-- Exercise instructions --
Copy each line of the entries beneath that contains the word "tire".

-- Listed records --

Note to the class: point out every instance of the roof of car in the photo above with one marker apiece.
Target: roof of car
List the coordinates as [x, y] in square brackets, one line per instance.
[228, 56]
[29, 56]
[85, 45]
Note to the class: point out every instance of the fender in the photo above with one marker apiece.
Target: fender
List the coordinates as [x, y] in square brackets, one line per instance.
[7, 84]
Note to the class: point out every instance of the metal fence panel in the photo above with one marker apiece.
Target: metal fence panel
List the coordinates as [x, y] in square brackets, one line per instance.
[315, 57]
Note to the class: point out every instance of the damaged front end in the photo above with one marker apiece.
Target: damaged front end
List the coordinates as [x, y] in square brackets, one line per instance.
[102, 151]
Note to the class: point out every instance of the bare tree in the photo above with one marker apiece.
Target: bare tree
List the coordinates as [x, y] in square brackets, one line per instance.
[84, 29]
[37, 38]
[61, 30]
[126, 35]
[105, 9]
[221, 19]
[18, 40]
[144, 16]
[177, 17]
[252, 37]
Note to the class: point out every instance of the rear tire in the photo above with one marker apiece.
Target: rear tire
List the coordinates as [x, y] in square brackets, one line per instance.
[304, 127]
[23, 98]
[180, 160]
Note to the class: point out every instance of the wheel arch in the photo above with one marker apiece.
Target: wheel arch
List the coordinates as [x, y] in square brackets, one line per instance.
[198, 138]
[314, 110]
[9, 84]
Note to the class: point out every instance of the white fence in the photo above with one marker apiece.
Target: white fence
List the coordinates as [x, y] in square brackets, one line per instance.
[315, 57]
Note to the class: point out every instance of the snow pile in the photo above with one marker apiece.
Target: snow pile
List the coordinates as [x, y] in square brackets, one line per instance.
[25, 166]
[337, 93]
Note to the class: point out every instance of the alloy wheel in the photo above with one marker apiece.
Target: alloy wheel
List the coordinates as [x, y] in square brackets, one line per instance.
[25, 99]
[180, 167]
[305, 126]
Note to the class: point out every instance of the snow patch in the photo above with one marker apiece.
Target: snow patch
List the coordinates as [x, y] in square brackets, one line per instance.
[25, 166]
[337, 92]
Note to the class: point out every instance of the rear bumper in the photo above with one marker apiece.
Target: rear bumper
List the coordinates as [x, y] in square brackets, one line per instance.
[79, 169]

-- Result --
Note to the class: point out every instance of the rear tire in the photo above with one marker apiece.
Target: rear tire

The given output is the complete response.